* _Your objective_
Please restate the data that follows, leaving every word in place.

Material for this task START

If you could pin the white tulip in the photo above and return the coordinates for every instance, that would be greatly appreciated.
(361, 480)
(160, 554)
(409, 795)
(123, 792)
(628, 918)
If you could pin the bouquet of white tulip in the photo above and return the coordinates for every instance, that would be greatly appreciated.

Material for this task END

* _Your response_
If you could pin the white tulip in the photo above and return the coordinates for every instance, that would be greatly appreciated.
(361, 480)
(160, 554)
(409, 795)
(123, 792)
(628, 918)
If you could pin the bouquet of white tulip in the photo above and return the coordinates for every instance, that would be greatly appreciated.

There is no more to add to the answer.